Stated task:
Put every line of the records below into a Markdown table with the columns Row and Line, numbering each row and skipping blank lines. Leave the pictures out of the table.

Data shown:
Start

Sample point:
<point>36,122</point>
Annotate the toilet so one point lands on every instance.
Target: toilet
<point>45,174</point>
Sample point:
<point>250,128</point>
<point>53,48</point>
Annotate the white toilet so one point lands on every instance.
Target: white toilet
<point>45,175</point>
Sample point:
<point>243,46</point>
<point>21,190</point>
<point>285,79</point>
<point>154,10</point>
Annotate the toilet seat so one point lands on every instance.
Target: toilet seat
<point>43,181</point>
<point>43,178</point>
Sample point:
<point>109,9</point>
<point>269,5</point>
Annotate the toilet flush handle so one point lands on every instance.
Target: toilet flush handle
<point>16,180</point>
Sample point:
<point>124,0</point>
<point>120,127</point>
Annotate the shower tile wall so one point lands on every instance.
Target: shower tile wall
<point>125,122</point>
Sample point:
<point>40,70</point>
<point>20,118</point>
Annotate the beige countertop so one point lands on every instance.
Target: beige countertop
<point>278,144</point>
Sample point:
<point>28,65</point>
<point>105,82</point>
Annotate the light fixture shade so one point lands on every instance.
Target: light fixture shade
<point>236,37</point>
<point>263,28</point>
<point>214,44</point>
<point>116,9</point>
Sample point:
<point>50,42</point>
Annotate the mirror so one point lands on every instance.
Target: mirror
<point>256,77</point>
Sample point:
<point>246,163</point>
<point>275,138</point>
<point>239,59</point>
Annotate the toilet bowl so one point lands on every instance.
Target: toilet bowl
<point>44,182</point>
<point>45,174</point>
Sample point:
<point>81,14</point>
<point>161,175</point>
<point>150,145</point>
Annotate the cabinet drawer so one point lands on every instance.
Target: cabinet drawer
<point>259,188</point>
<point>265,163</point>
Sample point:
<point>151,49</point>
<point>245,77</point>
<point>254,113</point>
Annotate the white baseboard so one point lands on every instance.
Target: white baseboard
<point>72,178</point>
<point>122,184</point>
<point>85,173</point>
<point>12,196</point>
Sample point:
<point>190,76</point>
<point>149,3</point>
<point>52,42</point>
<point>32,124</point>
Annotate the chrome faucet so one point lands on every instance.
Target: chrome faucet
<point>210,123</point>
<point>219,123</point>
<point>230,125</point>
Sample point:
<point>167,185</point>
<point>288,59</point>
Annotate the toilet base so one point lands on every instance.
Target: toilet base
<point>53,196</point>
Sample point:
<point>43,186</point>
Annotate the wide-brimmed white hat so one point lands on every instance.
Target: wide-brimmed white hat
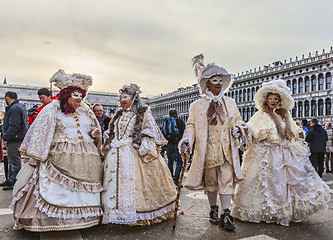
<point>205,72</point>
<point>63,80</point>
<point>276,86</point>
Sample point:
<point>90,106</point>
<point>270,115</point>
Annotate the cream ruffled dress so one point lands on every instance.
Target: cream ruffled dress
<point>63,191</point>
<point>138,185</point>
<point>280,185</point>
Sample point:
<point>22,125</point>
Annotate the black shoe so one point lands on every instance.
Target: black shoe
<point>5,183</point>
<point>214,214</point>
<point>8,187</point>
<point>227,221</point>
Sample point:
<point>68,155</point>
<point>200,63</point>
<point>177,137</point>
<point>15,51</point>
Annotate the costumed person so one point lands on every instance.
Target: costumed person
<point>280,185</point>
<point>60,186</point>
<point>214,125</point>
<point>139,189</point>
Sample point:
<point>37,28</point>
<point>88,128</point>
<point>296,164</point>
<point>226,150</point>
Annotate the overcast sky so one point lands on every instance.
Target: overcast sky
<point>151,42</point>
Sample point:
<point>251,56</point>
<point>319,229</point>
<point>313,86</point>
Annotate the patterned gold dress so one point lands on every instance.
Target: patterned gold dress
<point>138,185</point>
<point>280,184</point>
<point>63,191</point>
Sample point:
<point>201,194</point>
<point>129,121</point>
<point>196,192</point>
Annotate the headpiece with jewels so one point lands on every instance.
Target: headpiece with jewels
<point>63,80</point>
<point>204,72</point>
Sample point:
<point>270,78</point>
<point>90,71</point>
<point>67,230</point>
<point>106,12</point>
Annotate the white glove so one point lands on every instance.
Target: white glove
<point>236,133</point>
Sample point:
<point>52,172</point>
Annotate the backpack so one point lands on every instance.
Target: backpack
<point>170,130</point>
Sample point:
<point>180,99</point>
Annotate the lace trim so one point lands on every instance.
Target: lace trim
<point>71,183</point>
<point>296,209</point>
<point>56,228</point>
<point>52,210</point>
<point>143,218</point>
<point>24,189</point>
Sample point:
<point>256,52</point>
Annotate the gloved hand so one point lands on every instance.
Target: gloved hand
<point>32,162</point>
<point>236,132</point>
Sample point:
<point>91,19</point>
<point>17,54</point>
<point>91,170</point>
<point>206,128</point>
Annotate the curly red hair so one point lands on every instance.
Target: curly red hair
<point>65,94</point>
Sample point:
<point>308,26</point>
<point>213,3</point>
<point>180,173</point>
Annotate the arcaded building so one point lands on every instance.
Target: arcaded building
<point>309,78</point>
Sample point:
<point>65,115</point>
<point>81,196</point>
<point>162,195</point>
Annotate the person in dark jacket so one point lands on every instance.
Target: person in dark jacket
<point>317,138</point>
<point>15,126</point>
<point>172,146</point>
<point>101,117</point>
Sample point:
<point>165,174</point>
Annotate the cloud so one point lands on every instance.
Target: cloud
<point>152,42</point>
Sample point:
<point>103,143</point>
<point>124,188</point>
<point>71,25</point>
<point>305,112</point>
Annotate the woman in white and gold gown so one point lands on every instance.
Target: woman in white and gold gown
<point>280,185</point>
<point>60,187</point>
<point>138,185</point>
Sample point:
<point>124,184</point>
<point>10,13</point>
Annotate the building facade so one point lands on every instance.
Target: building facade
<point>309,78</point>
<point>28,97</point>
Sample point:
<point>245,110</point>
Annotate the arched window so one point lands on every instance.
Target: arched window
<point>328,106</point>
<point>320,107</point>
<point>294,111</point>
<point>307,84</point>
<point>289,84</point>
<point>300,109</point>
<point>294,87</point>
<point>313,108</point>
<point>300,85</point>
<point>313,83</point>
<point>306,109</point>
<point>328,80</point>
<point>320,81</point>
<point>248,114</point>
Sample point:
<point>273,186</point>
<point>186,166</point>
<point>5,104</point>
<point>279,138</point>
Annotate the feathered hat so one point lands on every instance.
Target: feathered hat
<point>63,80</point>
<point>203,73</point>
<point>276,86</point>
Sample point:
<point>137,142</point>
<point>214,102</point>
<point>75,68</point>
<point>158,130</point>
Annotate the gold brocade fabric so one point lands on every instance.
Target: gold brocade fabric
<point>214,152</point>
<point>80,161</point>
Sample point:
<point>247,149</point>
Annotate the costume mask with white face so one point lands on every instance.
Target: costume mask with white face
<point>77,95</point>
<point>216,80</point>
<point>125,97</point>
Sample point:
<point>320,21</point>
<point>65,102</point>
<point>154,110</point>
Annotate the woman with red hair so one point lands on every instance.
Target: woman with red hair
<point>59,189</point>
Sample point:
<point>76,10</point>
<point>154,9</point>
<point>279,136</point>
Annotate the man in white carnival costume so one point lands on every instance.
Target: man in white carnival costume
<point>214,125</point>
<point>60,186</point>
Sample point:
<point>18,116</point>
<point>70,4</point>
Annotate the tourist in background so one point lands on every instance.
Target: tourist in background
<point>14,128</point>
<point>317,138</point>
<point>45,97</point>
<point>173,130</point>
<point>329,148</point>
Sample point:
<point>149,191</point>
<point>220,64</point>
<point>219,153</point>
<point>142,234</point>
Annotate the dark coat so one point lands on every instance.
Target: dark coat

End

Written answer:
| Row | Line |
|---|---|
| 1 | Sample point: |
| 2 | <point>36,122</point> |
| 3 | Annotate the toilet so one point lands on every instance. |
| 4 | Target: toilet |
| 5 | <point>45,174</point> |
| 6 | Sample point: |
| 7 | <point>250,128</point> |
| 8 | <point>53,48</point> |
| 9 | Annotate the white toilet so one point lands on every instance. |
| 10 | Target: white toilet |
| 11 | <point>45,175</point> |
| 12 | Sample point: |
| 13 | <point>243,46</point> |
| 14 | <point>21,190</point> |
| 15 | <point>285,79</point> |
| 16 | <point>154,10</point> |
| 17 | Annotate the toilet seat so one point lands on every instance. |
| 18 | Target: toilet seat |
| 19 | <point>43,181</point> |
| 20 | <point>43,178</point> |
| 21 | Sample point: |
| 22 | <point>109,9</point> |
| 23 | <point>269,5</point> |
| 24 | Annotate the toilet flush handle so one point lands on every instance. |
| 25 | Target: toilet flush handle |
| 26 | <point>16,180</point> |
| 27 | Sample point: |
| 28 | <point>124,0</point> |
| 29 | <point>120,127</point> |
| 30 | Annotate the shower tile wall so one point lands on every instance. |
| 31 | Target: shower tile wall |
| 32 | <point>125,122</point> |
| 33 | Sample point: |
| 34 | <point>40,70</point> |
| 35 | <point>20,118</point> |
| 36 | Annotate the beige countertop so one point lands on every instance. |
| 37 | Target: beige countertop |
| 38 | <point>278,144</point> |
| 39 | Sample point: |
| 40 | <point>28,65</point> |
| 41 | <point>105,82</point> |
| 42 | Annotate the light fixture shade so one point lands on every instance. |
| 43 | Target: light fixture shade |
| 44 | <point>236,37</point> |
| 45 | <point>263,28</point> |
| 46 | <point>214,44</point> |
| 47 | <point>116,9</point> |
| 48 | Sample point: |
| 49 | <point>50,42</point> |
| 50 | Annotate the mirror so one point lands on every instance. |
| 51 | Target: mirror |
| 52 | <point>256,77</point> |
| 53 | Sample point: |
| 54 | <point>246,163</point> |
| 55 | <point>275,138</point> |
| 56 | <point>239,59</point> |
| 57 | Annotate the toilet bowl so one point lands on every instance. |
| 58 | Target: toilet bowl |
| 59 | <point>44,182</point> |
| 60 | <point>45,174</point> |
| 61 | Sample point: |
| 62 | <point>81,14</point> |
| 63 | <point>161,175</point> |
| 64 | <point>150,145</point> |
| 65 | Annotate the cabinet drawer so one point lands on every instance. |
| 66 | Target: cabinet drawer |
| 67 | <point>259,188</point> |
| 68 | <point>265,163</point> |
| 69 | Sample point: |
| 70 | <point>151,49</point> |
| 71 | <point>245,77</point> |
| 72 | <point>254,113</point> |
| 73 | Annotate the white baseboard so one point lands on every instance. |
| 74 | Target: white baseboard |
| 75 | <point>72,178</point> |
| 76 | <point>122,184</point> |
| 77 | <point>85,173</point> |
| 78 | <point>12,196</point> |
| 79 | Sample point: |
| 80 | <point>190,76</point> |
| 81 | <point>149,3</point> |
| 82 | <point>52,42</point> |
| 83 | <point>32,124</point> |
| 84 | Annotate the chrome faucet so one point lands on every instance. |
| 85 | Target: chrome faucet |
| 86 | <point>210,123</point> |
| 87 | <point>219,123</point> |
| 88 | <point>230,125</point> |
| 89 | Sample point: |
| 90 | <point>167,185</point> |
| 91 | <point>288,59</point> |
| 92 | Annotate the toilet base so one point lands on every instance. |
| 93 | Target: toilet base |
| 94 | <point>53,196</point> |
| 95 | Sample point: |
| 96 | <point>43,186</point> |
| 97 | Annotate the wide-brimmed white hat so one point lands on every instance. |
| 98 | Target: wide-brimmed white hat |
| 99 | <point>205,72</point> |
| 100 | <point>63,80</point> |
| 101 | <point>276,86</point> |
| 102 | Sample point: |
| 103 | <point>90,106</point> |
| 104 | <point>270,115</point> |
| 105 | Annotate the cream ruffled dress so one point lands on every instance. |
| 106 | Target: cream ruffled dress |
| 107 | <point>63,191</point> |
| 108 | <point>138,185</point> |
| 109 | <point>280,185</point> |
| 110 | Sample point: |
| 111 | <point>22,125</point> |
| 112 | Annotate the black shoe so one point lands on every instance. |
| 113 | Target: black shoe |
| 114 | <point>5,183</point> |
| 115 | <point>214,214</point> |
| 116 | <point>8,187</point> |
| 117 | <point>227,221</point> |
| 118 | Sample point: |
| 119 | <point>68,155</point> |
| 120 | <point>200,63</point> |
| 121 | <point>177,137</point> |
| 122 | <point>15,51</point> |
| 123 | Annotate the costumed person so one point lands on every instance. |
| 124 | Target: costumed person |
| 125 | <point>280,185</point> |
| 126 | <point>60,186</point> |
| 127 | <point>214,125</point> |
| 128 | <point>139,189</point> |
| 129 | Sample point: |
| 130 | <point>37,28</point> |
| 131 | <point>88,128</point> |
| 132 | <point>296,164</point> |
| 133 | <point>226,150</point> |
| 134 | Annotate the overcast sky so one point lands on every instance. |
| 135 | Target: overcast sky |
| 136 | <point>151,42</point> |
| 137 | Sample point: |
| 138 | <point>251,56</point> |
| 139 | <point>319,229</point> |
| 140 | <point>313,86</point> |
| 141 | Annotate the patterned gold dress so one point lands on every instance. |
| 142 | Target: patterned gold dress |
| 143 | <point>138,185</point> |
| 144 | <point>280,184</point> |
| 145 | <point>63,191</point> |
| 146 | Sample point: |
| 147 | <point>201,194</point> |
| 148 | <point>129,121</point> |
| 149 | <point>196,192</point> |
| 150 | Annotate the headpiece with jewels so one point lands on every instance. |
| 151 | Target: headpiece with jewels |
| 152 | <point>63,80</point> |
| 153 | <point>204,72</point> |
| 154 | Sample point: |
| 155 | <point>270,78</point> |
| 156 | <point>90,71</point> |
| 157 | <point>67,230</point> |
| 158 | <point>106,12</point> |
| 159 | Annotate the white glove so one point lands on every instance. |
| 160 | Target: white glove |
| 161 | <point>236,133</point> |
| 162 | Sample point: |
| 163 | <point>52,172</point> |
| 164 | Annotate the backpack so one point lands on every instance. |
| 165 | Target: backpack |
| 166 | <point>170,130</point> |
| 167 | Sample point: |
| 168 | <point>180,99</point> |
| 169 | Annotate the lace trim so one point lands on every instance. |
| 170 | Target: lace trim |
| 171 | <point>71,183</point> |
| 172 | <point>296,209</point> |
| 173 | <point>56,228</point> |
| 174 | <point>52,210</point> |
| 175 | <point>143,218</point> |
| 176 | <point>24,189</point> |
| 177 | Sample point: |
| 178 | <point>256,52</point> |
| 179 | Annotate the gloved hand so one point lands on every instance. |
| 180 | Target: gloved hand |
| 181 | <point>32,162</point> |
| 182 | <point>236,132</point> |
| 183 | Sample point: |
| 184 | <point>91,19</point> |
| 185 | <point>17,54</point> |
| 186 | <point>91,170</point> |
| 187 | <point>206,128</point> |
| 188 | Annotate the curly red hair so one point lands on every instance. |
| 189 | Target: curly red hair |
| 190 | <point>65,94</point> |
| 191 | Sample point: |
| 192 | <point>308,26</point> |
| 193 | <point>213,3</point> |
| 194 | <point>180,173</point> |
| 195 | Annotate the arcaded building so one point lands on every instance. |
| 196 | Target: arcaded building |
| 197 | <point>309,78</point> |
| 198 | Sample point: |
| 199 | <point>65,115</point> |
| 200 | <point>81,196</point> |
| 201 | <point>162,195</point> |
| 202 | Annotate the person in dark jacket so one point lands on every instance. |
| 203 | Target: person in dark jacket |
| 204 | <point>317,138</point> |
| 205 | <point>15,126</point> |
| 206 | <point>172,146</point> |
| 207 | <point>101,117</point> |
| 208 | Sample point: |
| 209 | <point>165,174</point> |
| 210 | Annotate the cloud so one point lands on every instance. |
| 211 | Target: cloud |
| 212 | <point>152,42</point> |
| 213 | Sample point: |
| 214 | <point>103,143</point> |
| 215 | <point>124,188</point> |
| 216 | <point>71,25</point> |
| 217 | <point>305,112</point> |
| 218 | Annotate the woman in white and gold gown so one point lands on every instance. |
| 219 | Target: woman in white and gold gown |
| 220 | <point>280,185</point> |
| 221 | <point>60,187</point> |
| 222 | <point>138,185</point> |
| 223 | Sample point: |
| 224 | <point>124,184</point> |
| 225 | <point>10,13</point> |
| 226 | Annotate the building facade so one point lands on every instance. |
| 227 | Target: building facade |
| 228 | <point>309,78</point> |
| 229 | <point>28,97</point> |
| 230 | Sample point: |
| 231 | <point>245,110</point> |
| 232 | Annotate the arched window so one point lands on every instance. |
| 233 | Target: arched window |
| 234 | <point>328,106</point> |
| 235 | <point>320,107</point> |
| 236 | <point>294,111</point> |
| 237 | <point>307,84</point> |
| 238 | <point>289,84</point> |
| 239 | <point>300,109</point> |
| 240 | <point>294,87</point> |
| 241 | <point>313,108</point> |
| 242 | <point>300,85</point> |
| 243 | <point>313,83</point> |
| 244 | <point>306,109</point> |
| 245 | <point>328,80</point> |
| 246 | <point>320,81</point> |
| 247 | <point>248,114</point> |
| 248 | Sample point: |
| 249 | <point>273,186</point> |
| 250 | <point>186,166</point> |
| 251 | <point>5,104</point> |
| 252 | <point>279,138</point> |
| 253 | Annotate the feathered hat so one point lands on every instance. |
| 254 | Target: feathered hat |
| 255 | <point>63,80</point> |
| 256 | <point>203,73</point> |
| 257 | <point>276,86</point> |
| 258 | Sample point: |
| 259 | <point>137,142</point> |
| 260 | <point>214,102</point> |
| 261 | <point>75,68</point> |
| 262 | <point>158,130</point> |
| 263 | Annotate the gold brocade fabric so one point lands on every instance. |
| 264 | Target: gold brocade fabric |
| 265 | <point>214,152</point> |
| 266 | <point>80,161</point> |
| 267 | Sample point: |
| 268 | <point>247,149</point> |
| 269 | Annotate the costume mask with white face so one point lands on every instance. |
| 270 | Target: costume mask with white face |
| 271 | <point>77,95</point> |
| 272 | <point>216,80</point> |
| 273 | <point>125,97</point> |
| 274 | Sample point: |
| 275 | <point>320,21</point> |
| 276 | <point>65,102</point> |
| 277 | <point>154,110</point> |
| 278 | Annotate the woman with red hair so one point lands on every instance. |
| 279 | Target: woman with red hair |
| 280 | <point>59,189</point> |
| 281 | Sample point: |
| 282 | <point>76,10</point> |
| 283 | <point>154,9</point> |
| 284 | <point>279,136</point> |
| 285 | Annotate the man in white carnival costume so one point lands on every instance. |
| 286 | Target: man in white carnival costume |
| 287 | <point>214,125</point> |
| 288 | <point>60,186</point> |
| 289 | Sample point: |
| 290 | <point>18,116</point> |
| 291 | <point>70,4</point> |
| 292 | Annotate the tourist in background so one point lands on every instance. |
| 293 | Target: tourist in background |
| 294 | <point>14,128</point> |
| 295 | <point>317,138</point> |
| 296 | <point>45,97</point> |
| 297 | <point>173,130</point> |
| 298 | <point>329,148</point> |
| 299 | Sample point: |
| 300 | <point>149,191</point> |
| 301 | <point>220,64</point> |
| 302 | <point>219,153</point> |
| 303 | <point>142,234</point> |
| 304 | Annotate the dark coat so one point lands on every instance. |
| 305 | Target: dark coat |